■ **Extrait du texte**:
++++++++
Parmi les questions posées en sous-thème pour enrichir le débat, il en est une qui m’interpelle particulièrement : Est-ce que la langue maternelle, donne au texte littéraire sa véritable identité ?

            Oui, mais pas toujours et pas exclusivement. Pas toujours, parce que la langue de bois, par exemple, quel qu’en soit l’idiome, n’a jamais attesté une appartenance. Pas exclusivement, car, à chacun moment, je n’ai dissocié Cioran, pour qui le français este une « langue thérapeutique », de sa roumanité à la fois lucide et inquiète. Et puis Senghor dont on fête cette année le centenaire, qui mieux que lui s’est fait le chantre de la négritude, dans un francais qu’il a bien nourri d’africanité ? Cependant, indépendamment du génie de l’un et de l’autre, n’y aurait-il pas lieu aussi d’explorer ce qui dans le génie des langues romanes les rendrait plus aptes que d’autres à exprimer l’altérité ? Cela est du, sans doute, à l’histoire de leur houleuse méditerranéité.
++++++++
■ **Extraits des données**:
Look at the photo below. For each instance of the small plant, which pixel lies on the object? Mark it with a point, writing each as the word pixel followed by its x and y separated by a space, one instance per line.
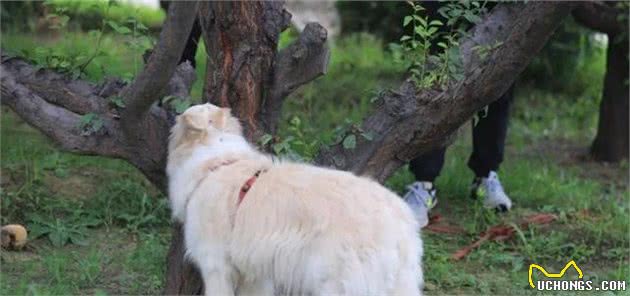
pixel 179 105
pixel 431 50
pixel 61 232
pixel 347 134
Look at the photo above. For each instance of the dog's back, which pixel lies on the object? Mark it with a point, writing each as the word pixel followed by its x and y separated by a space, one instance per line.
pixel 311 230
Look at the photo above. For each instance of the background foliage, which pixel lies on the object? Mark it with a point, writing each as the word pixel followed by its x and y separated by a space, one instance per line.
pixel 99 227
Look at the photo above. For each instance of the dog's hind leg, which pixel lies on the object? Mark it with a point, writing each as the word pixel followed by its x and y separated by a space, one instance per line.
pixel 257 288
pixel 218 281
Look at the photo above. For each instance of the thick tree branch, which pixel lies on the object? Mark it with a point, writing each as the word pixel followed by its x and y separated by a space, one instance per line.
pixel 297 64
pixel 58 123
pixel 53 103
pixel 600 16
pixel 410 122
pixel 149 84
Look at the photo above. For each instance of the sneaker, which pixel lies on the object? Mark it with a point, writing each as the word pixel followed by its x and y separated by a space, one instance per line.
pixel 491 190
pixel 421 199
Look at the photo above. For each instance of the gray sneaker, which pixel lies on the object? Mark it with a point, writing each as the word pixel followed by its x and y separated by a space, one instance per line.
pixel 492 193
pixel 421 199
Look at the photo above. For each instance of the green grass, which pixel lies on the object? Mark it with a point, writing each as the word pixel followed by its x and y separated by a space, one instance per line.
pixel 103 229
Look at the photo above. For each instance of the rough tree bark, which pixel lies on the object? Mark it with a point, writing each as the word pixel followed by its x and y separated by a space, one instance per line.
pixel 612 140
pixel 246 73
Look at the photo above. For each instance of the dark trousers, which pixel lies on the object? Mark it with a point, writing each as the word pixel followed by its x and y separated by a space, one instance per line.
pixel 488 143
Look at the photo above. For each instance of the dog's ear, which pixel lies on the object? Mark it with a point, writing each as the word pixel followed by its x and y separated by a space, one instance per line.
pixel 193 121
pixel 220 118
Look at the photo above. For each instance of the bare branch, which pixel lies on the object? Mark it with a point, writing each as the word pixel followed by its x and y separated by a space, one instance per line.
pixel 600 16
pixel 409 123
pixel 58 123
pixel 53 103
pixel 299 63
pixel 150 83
++++++++
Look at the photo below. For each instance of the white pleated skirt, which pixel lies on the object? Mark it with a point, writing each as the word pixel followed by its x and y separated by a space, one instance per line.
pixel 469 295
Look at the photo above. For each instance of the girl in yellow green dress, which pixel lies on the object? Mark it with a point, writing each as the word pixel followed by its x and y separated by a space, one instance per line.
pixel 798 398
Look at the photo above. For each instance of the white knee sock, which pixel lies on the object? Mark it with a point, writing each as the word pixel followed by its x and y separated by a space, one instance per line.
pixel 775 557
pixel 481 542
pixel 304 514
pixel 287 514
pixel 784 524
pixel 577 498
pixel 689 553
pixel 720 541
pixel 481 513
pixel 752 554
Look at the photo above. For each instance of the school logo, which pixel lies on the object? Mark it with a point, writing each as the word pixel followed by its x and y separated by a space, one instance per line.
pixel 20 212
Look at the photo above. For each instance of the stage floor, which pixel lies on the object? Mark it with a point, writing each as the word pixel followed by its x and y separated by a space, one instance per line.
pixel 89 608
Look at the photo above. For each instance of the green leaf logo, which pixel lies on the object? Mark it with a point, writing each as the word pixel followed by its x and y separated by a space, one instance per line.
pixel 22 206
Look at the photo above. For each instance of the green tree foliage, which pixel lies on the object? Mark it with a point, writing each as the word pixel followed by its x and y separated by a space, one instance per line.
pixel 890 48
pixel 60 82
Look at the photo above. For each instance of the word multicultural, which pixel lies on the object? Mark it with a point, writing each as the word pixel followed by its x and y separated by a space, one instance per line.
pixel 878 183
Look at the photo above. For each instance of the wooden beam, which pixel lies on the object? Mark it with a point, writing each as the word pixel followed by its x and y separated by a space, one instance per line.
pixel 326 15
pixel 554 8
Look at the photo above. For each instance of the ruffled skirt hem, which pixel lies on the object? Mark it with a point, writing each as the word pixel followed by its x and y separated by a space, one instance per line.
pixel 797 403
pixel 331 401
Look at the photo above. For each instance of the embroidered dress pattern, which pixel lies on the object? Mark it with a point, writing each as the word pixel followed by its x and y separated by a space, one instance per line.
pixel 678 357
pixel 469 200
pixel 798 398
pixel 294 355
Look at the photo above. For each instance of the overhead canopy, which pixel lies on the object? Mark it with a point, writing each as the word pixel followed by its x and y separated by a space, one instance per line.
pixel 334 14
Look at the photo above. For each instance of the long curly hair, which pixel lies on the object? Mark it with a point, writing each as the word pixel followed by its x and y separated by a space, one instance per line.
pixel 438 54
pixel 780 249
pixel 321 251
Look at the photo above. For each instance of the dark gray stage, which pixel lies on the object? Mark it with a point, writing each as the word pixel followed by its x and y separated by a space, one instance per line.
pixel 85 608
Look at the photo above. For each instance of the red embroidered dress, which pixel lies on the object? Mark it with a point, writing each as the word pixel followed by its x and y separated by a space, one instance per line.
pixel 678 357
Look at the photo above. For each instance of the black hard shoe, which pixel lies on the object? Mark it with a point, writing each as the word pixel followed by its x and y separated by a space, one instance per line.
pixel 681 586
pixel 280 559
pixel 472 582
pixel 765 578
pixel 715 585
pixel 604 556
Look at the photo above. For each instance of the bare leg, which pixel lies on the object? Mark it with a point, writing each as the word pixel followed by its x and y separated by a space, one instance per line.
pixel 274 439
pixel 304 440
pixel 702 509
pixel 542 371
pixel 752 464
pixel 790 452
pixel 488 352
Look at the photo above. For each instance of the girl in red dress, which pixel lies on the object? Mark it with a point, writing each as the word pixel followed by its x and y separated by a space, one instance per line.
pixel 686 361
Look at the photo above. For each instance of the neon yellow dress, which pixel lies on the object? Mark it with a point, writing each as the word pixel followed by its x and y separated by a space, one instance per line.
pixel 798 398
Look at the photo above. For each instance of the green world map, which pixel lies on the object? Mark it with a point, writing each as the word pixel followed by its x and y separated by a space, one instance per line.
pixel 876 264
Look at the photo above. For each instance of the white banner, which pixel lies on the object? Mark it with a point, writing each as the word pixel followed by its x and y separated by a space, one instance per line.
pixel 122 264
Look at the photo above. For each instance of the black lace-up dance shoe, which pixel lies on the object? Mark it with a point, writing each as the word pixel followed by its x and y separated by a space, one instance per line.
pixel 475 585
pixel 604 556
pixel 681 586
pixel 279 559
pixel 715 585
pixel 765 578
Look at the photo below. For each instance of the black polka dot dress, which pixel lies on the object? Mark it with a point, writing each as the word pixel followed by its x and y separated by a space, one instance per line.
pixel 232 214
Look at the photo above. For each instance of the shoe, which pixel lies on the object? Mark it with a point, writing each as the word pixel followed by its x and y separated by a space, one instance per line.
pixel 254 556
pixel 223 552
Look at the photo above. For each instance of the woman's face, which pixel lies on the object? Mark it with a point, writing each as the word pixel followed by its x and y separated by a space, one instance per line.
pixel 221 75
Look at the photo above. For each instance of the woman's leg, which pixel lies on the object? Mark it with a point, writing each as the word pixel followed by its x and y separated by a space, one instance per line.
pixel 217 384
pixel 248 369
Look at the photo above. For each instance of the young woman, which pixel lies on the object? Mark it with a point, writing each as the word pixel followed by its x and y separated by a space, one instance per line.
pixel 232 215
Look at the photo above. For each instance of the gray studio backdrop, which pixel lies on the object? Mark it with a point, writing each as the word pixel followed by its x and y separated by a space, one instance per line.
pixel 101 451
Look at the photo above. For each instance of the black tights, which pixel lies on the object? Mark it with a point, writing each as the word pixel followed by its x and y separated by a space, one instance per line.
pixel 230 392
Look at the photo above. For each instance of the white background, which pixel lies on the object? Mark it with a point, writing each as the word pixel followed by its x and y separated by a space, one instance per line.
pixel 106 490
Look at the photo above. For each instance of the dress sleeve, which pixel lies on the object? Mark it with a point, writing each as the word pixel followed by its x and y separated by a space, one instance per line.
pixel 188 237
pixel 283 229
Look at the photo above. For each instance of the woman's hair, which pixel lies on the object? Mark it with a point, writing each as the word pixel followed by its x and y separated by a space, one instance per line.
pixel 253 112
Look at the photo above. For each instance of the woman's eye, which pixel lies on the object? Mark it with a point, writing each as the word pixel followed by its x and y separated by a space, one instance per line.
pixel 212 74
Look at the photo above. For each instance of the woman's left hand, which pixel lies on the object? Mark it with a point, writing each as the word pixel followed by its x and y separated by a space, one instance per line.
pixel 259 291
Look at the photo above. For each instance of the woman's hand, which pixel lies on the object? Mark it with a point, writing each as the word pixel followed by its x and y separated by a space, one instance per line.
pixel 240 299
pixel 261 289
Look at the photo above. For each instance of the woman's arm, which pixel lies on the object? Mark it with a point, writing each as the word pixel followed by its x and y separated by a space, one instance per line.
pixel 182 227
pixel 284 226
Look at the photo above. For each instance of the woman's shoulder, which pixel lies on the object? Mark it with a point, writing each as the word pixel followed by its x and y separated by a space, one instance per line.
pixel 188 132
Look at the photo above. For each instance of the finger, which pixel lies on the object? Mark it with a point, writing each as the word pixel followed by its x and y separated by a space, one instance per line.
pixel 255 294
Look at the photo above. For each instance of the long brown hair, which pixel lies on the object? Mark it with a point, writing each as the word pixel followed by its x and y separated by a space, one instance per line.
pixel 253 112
++++++++
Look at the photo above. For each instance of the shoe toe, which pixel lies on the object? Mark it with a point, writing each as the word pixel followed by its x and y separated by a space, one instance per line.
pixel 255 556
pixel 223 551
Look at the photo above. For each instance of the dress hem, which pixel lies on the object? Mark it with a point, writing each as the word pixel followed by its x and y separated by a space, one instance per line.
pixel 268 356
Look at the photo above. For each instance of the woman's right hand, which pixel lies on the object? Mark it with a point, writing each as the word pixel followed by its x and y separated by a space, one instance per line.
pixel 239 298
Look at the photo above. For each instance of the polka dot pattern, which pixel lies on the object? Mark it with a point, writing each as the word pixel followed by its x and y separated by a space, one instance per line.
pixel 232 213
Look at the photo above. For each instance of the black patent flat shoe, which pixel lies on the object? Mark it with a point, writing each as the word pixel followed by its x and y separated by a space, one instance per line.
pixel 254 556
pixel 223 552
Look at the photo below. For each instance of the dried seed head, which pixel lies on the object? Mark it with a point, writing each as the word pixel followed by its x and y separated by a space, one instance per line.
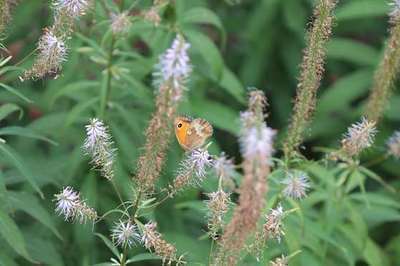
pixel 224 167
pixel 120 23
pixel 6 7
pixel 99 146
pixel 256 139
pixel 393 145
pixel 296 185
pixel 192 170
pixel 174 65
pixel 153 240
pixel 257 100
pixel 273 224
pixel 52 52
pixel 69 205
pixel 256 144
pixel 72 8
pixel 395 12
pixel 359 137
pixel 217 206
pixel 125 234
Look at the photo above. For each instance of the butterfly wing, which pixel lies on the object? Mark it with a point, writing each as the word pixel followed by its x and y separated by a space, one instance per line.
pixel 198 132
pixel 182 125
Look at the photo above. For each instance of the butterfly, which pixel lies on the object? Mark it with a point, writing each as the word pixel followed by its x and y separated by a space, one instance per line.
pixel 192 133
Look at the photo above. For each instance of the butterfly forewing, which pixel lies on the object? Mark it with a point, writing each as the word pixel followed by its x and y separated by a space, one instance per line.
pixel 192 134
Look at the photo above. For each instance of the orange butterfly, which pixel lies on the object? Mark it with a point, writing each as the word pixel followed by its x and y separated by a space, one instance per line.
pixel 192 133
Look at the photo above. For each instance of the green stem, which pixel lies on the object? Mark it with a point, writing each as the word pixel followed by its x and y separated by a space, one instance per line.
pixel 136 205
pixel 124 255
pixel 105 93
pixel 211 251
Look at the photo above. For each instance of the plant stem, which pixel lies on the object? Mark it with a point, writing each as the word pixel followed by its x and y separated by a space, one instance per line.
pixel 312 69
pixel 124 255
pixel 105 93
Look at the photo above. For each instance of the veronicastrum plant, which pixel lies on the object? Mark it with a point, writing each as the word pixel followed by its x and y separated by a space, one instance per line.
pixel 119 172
++++++++
■ **Consigne 1**: Pour chacune des affirmations suivantes, indiquez si elle concorde avec l’extrait sur la langue maternelle, en répondant par oui ou par non et en citant les mots décisifs de l’extrait. (a) La langue de bois a toujours attesté une appartenance. (b) On fête cette année le centenaire de Senghor. (c) La langue maternelle donne toujours au texte littéraire sa véritable identité.
■ **Consigne 2**: Rédigez la suite de l’extrait sur la langue maternelle en partant de sa dernière phrase.

■ **Réponse 1**:
(a) Non : « la langue de bois, par exemple, quel qu’en soit l’idiome, n’a jamais attesté une appartenance ».
(b) Oui : « Senghor dont on fête cette année le centenaire ».
(c) Non : « Oui, mais pas toujours et pas exclusivement. »

■ **Réponse 2**:
            Néanmoins, écrire dans la langue de l’autre ne va pas, il faut en convenir, sans ambiguïté. J’en sais quelque chose, moi qui écris aussi bien en arabe qu’en francais, et je m’en explique dans un essai que j’ai intitulé Science et conscience des mots (Ed. Cérès, Tunis 1994) Et c’est au plus profond de mon être que je vis l’incompréhension de plus en plus grave entre moi et moi, entre l’Orient qui m’a donné le jour et l’Occident qui m’adopte. Et, bien que trahi de toutes parts, je me sens doté d’une force double pour continuer de me battre contre ces prophètes de malheur, qui annoncent avec une jubilation implicite le choc prétendument inéluctable des civilisations.

 

            Pour revenir à notre sujet, et puisque la Roumanie accueille le Sommet de la francophonie. Je suggérerais à l’Union des Ecrivains de sensibiliser l’Organisation Internationale de la Francophonie (OIF) à la nécessité de soutenir un vaste programme de traduction en francais d’une collection d’œuvres représentatives originaires des Etats membres et d’en doter l’ensemble des réseaux des bibliothèques publiques relevant de ces mêmes Etats. Pareille action ne ferait que consolider la raison d’être de cet organisme et rehausser son prestige.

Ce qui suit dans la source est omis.